Count the lines in the entries below that contain the word "roof", and give only that number.

* **Material shown**:
○ ○ ○

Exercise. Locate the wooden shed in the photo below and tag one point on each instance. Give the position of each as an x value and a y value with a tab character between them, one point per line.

○ ○ ○

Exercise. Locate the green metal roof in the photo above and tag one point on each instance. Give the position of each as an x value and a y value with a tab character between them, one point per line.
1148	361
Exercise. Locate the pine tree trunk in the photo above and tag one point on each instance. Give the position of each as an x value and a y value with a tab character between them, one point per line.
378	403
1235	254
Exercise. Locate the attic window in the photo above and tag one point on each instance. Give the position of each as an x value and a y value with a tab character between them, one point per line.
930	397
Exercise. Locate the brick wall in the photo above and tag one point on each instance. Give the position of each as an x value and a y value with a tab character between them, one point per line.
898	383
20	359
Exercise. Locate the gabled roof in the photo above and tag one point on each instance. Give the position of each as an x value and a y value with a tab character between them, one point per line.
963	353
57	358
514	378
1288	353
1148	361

○ ○ ○

* **Output of the exercise**:
2